■ **Text**:
Posterior
Part One
"That Was Easy"
Coming
from behind something?
Situated
behind something?
Situated
to a rear?
Near
or towards a back?
Coming
after something?
Following?
A
buttock?
A
bottom?
Can
you do that? Is a... at a...
A
flea market?
Or
is that a situated posterior
You
hear?
What
if it is not? Not a ‘back there’;
behind. To a rear. Coming after. Following.
After you have ‘caught’ an ‘antique bug’. Defined that and accomplished initial gatherings and
accumulations. Defined a personal
boundary... that crumbled when you found a “that”. And decided to include that too. In your antique bug.
But
are not those words you’ve heard?
Too. “Flea Market”. “It couldn’t be anything at all. I’ve been there and it is just
awful.” You are such an expert at
all this.
Aren’t
you.
On
Saturday morning one of the (flea market) vendors left the market to attend a
local “yard sale”. There the woman
proprietress pointed out her ‘best thing’ to him. It was (is) a Colonial era (1760) New England straight back
banister back, sausage turned and carved crest side chair with a newer
‘replaced’ broom straw seat and an equally newer coat of black paint. “She wanted seventy-five dollars for
it”. That was a very nominal price
but the flea market vendor fell short of ‘I know’ confidence and... “left
it”. That was okay in the long run
for the omission to the description was that the ‘original’ front feet; carved
‘Spanish feet’ were... long gone.
The
old foot stubs had been sawed off, probably at the time of the new seat and new
paint. They were replaced (in the
front) with ‘ball feet’. The rear
feet were just ‘ended out’. Both foot works left the now ‘restored’
side chair ‘a little low’. To a
knowing eye. Like mine. Your knowing eye does not matter. I don’t depend on it... for a
living. In fact it is doubtful
you, even after I have written out the chair’s description, know what the
chair... or even ‘kind of chair’ “it is”. That is exactly where I want you on this. So... there. And stay there.

■ **Data section**:
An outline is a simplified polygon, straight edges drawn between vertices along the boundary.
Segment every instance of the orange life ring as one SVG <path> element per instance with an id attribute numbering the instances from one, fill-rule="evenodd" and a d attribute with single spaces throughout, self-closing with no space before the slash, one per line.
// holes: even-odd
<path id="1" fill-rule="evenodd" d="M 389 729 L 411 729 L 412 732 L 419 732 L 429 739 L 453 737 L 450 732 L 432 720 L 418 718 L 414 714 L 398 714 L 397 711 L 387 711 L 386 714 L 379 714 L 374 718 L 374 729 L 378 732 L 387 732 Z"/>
* * *
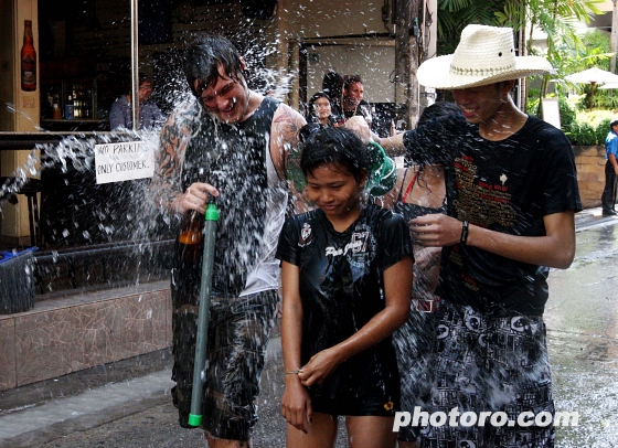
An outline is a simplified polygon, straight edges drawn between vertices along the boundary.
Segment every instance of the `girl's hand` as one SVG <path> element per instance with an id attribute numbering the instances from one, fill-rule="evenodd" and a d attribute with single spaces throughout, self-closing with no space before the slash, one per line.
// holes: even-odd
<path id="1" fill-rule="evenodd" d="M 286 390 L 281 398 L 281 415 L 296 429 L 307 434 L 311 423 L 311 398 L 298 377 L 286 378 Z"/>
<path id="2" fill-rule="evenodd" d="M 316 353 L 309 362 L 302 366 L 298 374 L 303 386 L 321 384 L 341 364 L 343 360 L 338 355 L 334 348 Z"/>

■ **Task instructions**:
Continue the text about the flea-market vendor and the Colonial side chair, starting right after its last sentence.

■ **Reply to the task**:
The
flea market vendor doesn’t know to ‘look for’ the ‘ending out’. For the ‘you’, consider that a two
hundred and fifty year old chair will have had “a lot” of usage “wear” and ‘height
loss’ to “its feet”. So... ‘ending
out’ is ‘very common’ and a
Colonial
era side chair that does not need to be ‘ended out’ because it retains full
height and has its original feet an... “are intact”... is very rare. Okay?
And
especially if the chair is ‘an arm chair’ and has ‘a spoon back’. A banister back is nearly always a
straight back so they (“banister backs”) are... a... notch (or two) “down” in
“desirability”. Don’t bother
yourself with that ‘spoon back’ crap; most don’t.
I
do. Though.
Did
I say this is all at a flea market too?
I should notice that to you.
Too.
When
the vendor came back to the flea market he hunted me up and spoke about the
chair at the yard sale. I was (am)
too a vendor at the flea market.
He told me about the chair; described it. As best he could.
I asked if it was an arm chair.
And if it had a carved crest.
And... did nothing more. I
qualified the whole chair using my developed expertise. I configured that the chair was ‘not
that good of one probably’ for ‘being a side chair’ with a banister back made
it ‘they are around’ common especially in the hands of people who ‘lucked into
it’ and don’t ‘know them’ (banister back chairs) so ‘show them around’ and
‘find out what they are... sort of.
“FIXED UP” (restored) is usually not part of the... ah... my
consideration-of-good formula. And
since it was ‘not an arm chair’; a form of banister back (with carved crest)
that is truly “grand”... I
Did
not need to drop everything and drive to the ‘yard sale’ to ‘buy it’. No.
I
did not.
That
is pretty cavalier isn’t it. Yes
it is if you don’t... do that (a ‘not go’) all the time “anyway”. The next vendor ‘in’ or ‘down’ or
‘over’ or... if the chair WAS A
GOOD ONE... will ‘pick it off’.
You may count on that. And
I do.
Three
days latter I was walking across the ‘field’ of an outdoor flea market and
spied the chair on the table of a flea market vendor visiting from another
Southern Maine flea market. He’d
“set up” with the chair “today”.
I
said
He
saw me
Come
across towards the chair
He
said.
I
said nothing then said
“IS
THAT THE CHAIR FROM THE YARD SALE?”
He
said, his hand touching the chair that was set on his table so the
Seat
of the chair was exactly at my face so allowed my
View
to not notice the aspect of ‘low’ for the chair’s height. I
Calibrated
that alone as my eye walked at the chair.
At
the table I was “done”.
“Yard
sale?” he said. “Seventy-five?” he
said. “It’s a lot more than that
now”.
He
said.
Of
course it would be (“a lot more”) if it was a good chair; a great chair. An arm chair. Or just a side chair with ‘original height’ (feet intact)
and not a ‘low too’ ‘ended out’.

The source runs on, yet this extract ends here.